▶ REQUESTS
(A) Reproduce the court judgment's passage that begins at the words "[392]       I have" and stops after "Human Rights Act.", renaming "Tribunal" to "Board" throughout.
(B) Continue the court judgment on the human rights complaint from the point where it ends.

10.       Conclusion

 

[391]       I have thus concluded that although the Tribunal had the power to decide the comparator group issue in advance of a full hearing on the merits of the complaint, the process that it followed in this case was not fair as the Tribunal considered a substantial volume of extrinsic material in arriving at its decision.

 

[392]       I have also concluded that Tribunal erred in failing to provide any reasons as to why the complaint could not proceed under subsection 5(a) of the Canadian Human Rights Act.

 

[393]       The Tribunal further erred in interpreting subsection 5(b) of the Act as requiring an identifiable comparator group in every case in order to establish adverse differential treatment in the provision of services.

 

[394]       Finally, in determining that no appropriate comparator group was available to assist in its discrimination analysis, the Tribunal erred in failing to consider the significance of the Government’s own adoption of provincial child welfare standards in its programming manual and funding policies.

 

[395]        As a result, the three applications for judicial review are granted. The March 14, 2011 decision of the Tribunal is set aside, and the matter is remitted to a differently constituted panel of the Canadian Human Rights Tribunal for re-determination in accordance with these reasons. In accordance with the agreement of the parties, no order is made as to costs.

 


JUDGMENT

 

            THIS COURT ORDERS AND ADJUDGES that:

 

1.                  All three applications for judicial review are granted.

 

2.                  The March 14, 2011 decision of the Tribunal is set aside, and the matter is remitted to a differently constituted panel of the Canadian Human Rights Tribunal for re-determination in accordance with these reasons.

 

3.                  A copy of these reasons shall be placed on Court Files T-578-11, T-630-11 and

            T-638-11; and

 

4.                  Each party shall bear its own costs.

 

 

 

“Anne Mactavish”

Judge


 

APPENDIX A

 

Canadian Human Rights Act, R.S. 1985, c. H-6

2. The purpose of this Act is to extend the laws in Canada to give effect, within the purview of matters coming within the legislative authority of Parliament, to the principle that all individuals should have an opportunity equal with other individuals to make for themselves the lives that they are able and wish to have and to have their needs accommodated, consistent with their duties and obligations as members of society, without being hindered in or prevented from doing so by discriminatory practices based on race, national or ethnic origin, colour, religion, age, sex, sexual orientation, marital status, family status, disability or conviction for an offence for which a pardon has been granted.

▶ ENTRIES SUPPLIED
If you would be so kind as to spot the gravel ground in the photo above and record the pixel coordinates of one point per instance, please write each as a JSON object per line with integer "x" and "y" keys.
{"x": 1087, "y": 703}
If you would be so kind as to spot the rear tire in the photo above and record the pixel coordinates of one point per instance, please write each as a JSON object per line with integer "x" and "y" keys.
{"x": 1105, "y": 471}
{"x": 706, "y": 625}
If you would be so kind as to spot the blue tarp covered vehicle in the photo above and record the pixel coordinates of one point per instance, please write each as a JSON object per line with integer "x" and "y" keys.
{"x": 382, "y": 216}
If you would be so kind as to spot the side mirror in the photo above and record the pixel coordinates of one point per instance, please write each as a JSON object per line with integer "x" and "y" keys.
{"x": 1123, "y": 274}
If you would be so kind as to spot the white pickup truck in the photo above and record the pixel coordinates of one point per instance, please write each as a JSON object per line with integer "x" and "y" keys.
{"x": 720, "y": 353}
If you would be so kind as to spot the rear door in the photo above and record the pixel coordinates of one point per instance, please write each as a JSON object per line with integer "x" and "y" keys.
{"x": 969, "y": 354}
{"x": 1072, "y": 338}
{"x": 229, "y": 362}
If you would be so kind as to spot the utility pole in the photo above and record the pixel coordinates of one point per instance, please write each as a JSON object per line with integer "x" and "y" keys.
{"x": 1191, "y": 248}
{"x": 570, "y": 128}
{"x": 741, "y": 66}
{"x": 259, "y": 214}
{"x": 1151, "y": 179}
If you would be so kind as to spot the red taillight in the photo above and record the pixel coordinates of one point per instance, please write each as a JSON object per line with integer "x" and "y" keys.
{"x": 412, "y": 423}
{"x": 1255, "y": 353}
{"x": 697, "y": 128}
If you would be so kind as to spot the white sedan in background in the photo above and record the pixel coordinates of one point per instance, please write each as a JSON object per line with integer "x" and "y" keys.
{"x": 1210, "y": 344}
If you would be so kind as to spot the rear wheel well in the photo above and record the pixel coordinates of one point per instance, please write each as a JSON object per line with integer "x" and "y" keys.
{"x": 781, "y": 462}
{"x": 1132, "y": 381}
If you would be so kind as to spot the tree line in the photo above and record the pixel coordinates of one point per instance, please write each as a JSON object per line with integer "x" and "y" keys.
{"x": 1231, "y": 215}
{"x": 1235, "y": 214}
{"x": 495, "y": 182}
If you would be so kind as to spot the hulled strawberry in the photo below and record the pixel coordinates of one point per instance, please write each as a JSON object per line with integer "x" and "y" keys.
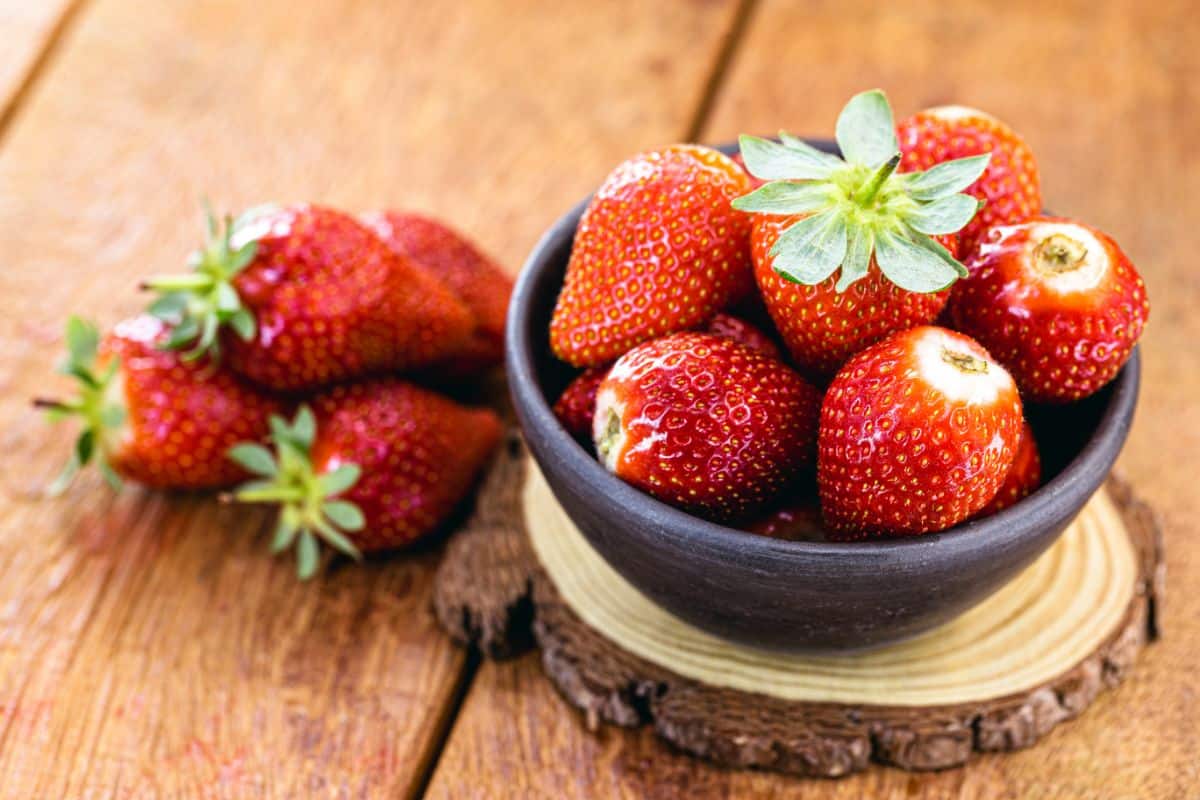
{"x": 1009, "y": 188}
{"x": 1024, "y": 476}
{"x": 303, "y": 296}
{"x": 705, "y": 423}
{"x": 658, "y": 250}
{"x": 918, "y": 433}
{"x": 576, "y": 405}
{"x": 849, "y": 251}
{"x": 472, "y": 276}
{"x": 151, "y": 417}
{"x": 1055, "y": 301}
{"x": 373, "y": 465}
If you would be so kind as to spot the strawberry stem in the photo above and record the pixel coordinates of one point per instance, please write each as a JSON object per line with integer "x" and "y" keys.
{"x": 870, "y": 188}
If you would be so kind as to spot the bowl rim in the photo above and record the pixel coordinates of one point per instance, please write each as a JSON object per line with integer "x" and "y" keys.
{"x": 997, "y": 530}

▶ ANSWERS TO THE EXERCISES
(A)
[392]       I have also concluded that Board erred in failing to provide any reasons as to why the complaint could not proceed under subsection 5(a) of the Canadian Human Rights Act.

(B)
3. (1) For all purposes of this Act, the prohibited grounds of discrimination are race, national or ethnic origin, colour, religion, age, sex, sexual orientation, marital status, family status, disability and conviction for which a pardon has been granted.

 

 

(2) Where the ground of discrimination is pregnancy or child-birth, the discrimination shall be deemed to be on the ground of sex.

 

5. It is a discriminatory practice in the provision of goods, services, facilities or accommodation customarily available to the general public

 

 

 

a) to deny, or to deny access to, any such good, service, facility or accommodation to any individual, or

 

(b) to differentiate adversely in relation to any individual,

 

on a prohibited ground of discrimination.

6. It is a discriminatory practice in the provision of commercial premises or residential accommodation

 

 

(a) to deny occupancy of such premises or accommodation to any individual, or

 

(b) to differentiate adversely in relation to any individual,

 

on a prohibited ground of discrimination.

 

7. It is a discriminatory practice, directly or indirectly,

 

 

(a) to refuse to employ or continue to employ any individual, or

 

(b) in the course of employment, to differentiate adversely in relation to an employee,

 

on a prohibited ground of discrimination.

 

41. (1) Subject to section 40, the Commission shall deal with any complaint filed with it unless in respect of that complaint it appears to the Commission that

 

(c) the complaint is beyond the jurisdiction of the Commission; …

 

48.1 … (2) Persons appointed as members of the Tribunal must have experience, expertise and interest in, and sensitivity to, human rights.

 

 

48.2  (2) A member whose appointment expires may, with the approval of the Chairperson, conclude any inquiry that the member has begun, and a person performing duties under this subsection is deemed to be a part-time member for the purposes of sections 48.3, 48.6, 50 and 52 to 58.

 

48.9 (1) Proceedings before the Tribunal shall be conducted as informally and expeditiously as the requirements of natural justice and the rules of procedure allow.

 

(2) The Chairperson may make rules of procedure governing the practice and procedure before the Tribunal, including, but not limited to, rules governing

 

(a) the giving of notices to parties;

 

(b) the addition of parties and interested persons to the proceedings;

 

(c) the summoning of witnesses;

 

(d) the production and service of documents;

 

 

(e) discovery proceedings;

 

(f) pre-hearing conferences;

 

(g) the introduction of evidence;

 

(h) time limits within which hearings must be held and decisions must be made; and

 

(i) awards of interest.

 

49. (1) At any stage after the filing of a complaint, the Commission may request the Chairperson of the Tribunal to institute an inquiry into the complaint if the Commission is satisfied that, having regard to all the circumstances of the complaint, an inquiry is warranted.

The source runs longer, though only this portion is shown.